What you need to do:
a: List the characteristics of business computing that the article comparing R and esProc gives.
b: Write the next part of the article comparing R and esProc, starting after its last sentence.

-- Document text follows --

January 31, 2013

Who Unchained the Django of Business Computing Field?

The computing in business activities involves enterprise reporting (Reporting), business data integration and cleaning (Data Integration and ETL), OLAP (Online Analysis Process), ERP (Enterprise Resource Planning), CRM (Customer Relationship Management), SCM (Supply Chain Management), and DSS (Decision Support System). Unlike the scientific computing, business computing has its own characteristics:

Focus on the structural data in the business environment

Implement computing from business prospective by business specialist

 Capable to solve the complex and diverse business problems

Confront to the dynamic business demands rapidly

Both R and esProc are capable to meet the above-mentioned business computing demands. They have many in common, for example, both are optimized for the structural data. Both of them provide the all-aroundly complete interactive computation to handle the business problem. However, they differ in their respective features. R is characterized with the open-source and massive library functions; esProc features the intuitive style and its syntax is easy to learn and use. Judging from their features, we can say that R is more tailored for technical experts, while esProc is more business-specialist-oriented.

In the discussion below, we will discuss who unchained the Django of business computing field.

Environment for use
Both R and esProc is the download-and-install desktop software, not requiring any deployment specific servers, support all business databases and the direct retrieval from the Excel and TXT files.

-- Document text concluded --
-- Material supplied follows --

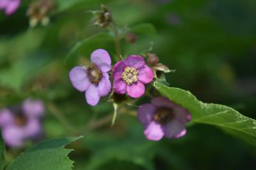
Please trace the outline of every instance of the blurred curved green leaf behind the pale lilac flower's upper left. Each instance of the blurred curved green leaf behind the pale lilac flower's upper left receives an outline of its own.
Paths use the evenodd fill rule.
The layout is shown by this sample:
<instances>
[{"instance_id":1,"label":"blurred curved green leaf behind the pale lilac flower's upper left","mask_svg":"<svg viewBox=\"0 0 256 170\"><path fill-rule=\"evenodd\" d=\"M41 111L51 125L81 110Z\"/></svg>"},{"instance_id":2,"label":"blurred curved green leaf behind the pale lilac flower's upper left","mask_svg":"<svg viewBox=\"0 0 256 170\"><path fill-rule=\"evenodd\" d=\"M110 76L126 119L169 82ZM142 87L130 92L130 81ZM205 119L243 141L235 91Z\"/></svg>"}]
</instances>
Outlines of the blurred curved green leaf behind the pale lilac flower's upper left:
<instances>
[{"instance_id":1,"label":"blurred curved green leaf behind the pale lilac flower's upper left","mask_svg":"<svg viewBox=\"0 0 256 170\"><path fill-rule=\"evenodd\" d=\"M66 55L65 63L68 68L71 68L75 65L78 65L79 57L89 57L91 52L97 48L105 48L107 45L113 43L114 37L106 32L100 32L94 34L89 38L86 38L82 41L79 41L73 48L70 50L68 55Z\"/></svg>"}]
</instances>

-- Material supplied concluded --

Results of the exercise:
a:
- Focus on the structural data in the business environment
- Implement computing from business prospective by business specialist
- Capable to solve the complex and diverse business problems
- Confront to the dynamic business demands rapidly

b:
The IDE of esProc only supports Windows; As the JDBC interface, they both support Linux, Mac OS X, BSD, Unix, and other operating systems, for example, acting as the data source to report or JAVA application. As for R, both IDE and its backend interface support the above-mentioned platforms.

esProc provides the graphical configuration interface for connection, while R implement it all by coding. From this point of view, esProc is the best choice for those business personnel with relatively weak technical background. However, with the help of the 3-party software, R can implement the graphic configuration interface and thus the difference is not great.

Structural data computing
As the main format of business data, most structural data is usually stored and managed centralizedly in the database, and some structural data is scattered in the Excel and text files. Both R and esProc provide the good support for the basic structural data computing, for example, data retrieval, sorting, query on conditions, get the unique value, and fuzzy search. For details, let's look into the below 2 examples:

Retrieve data
R: result<-sqlQuery(conn,'select * from Objects’) 
esProc: $select * from Objects’

Sort
R: A1[order(A1$ CustomerID,-A1$salesValue),]
esProc: =A1.sort(CustomerID, salesValue:-1)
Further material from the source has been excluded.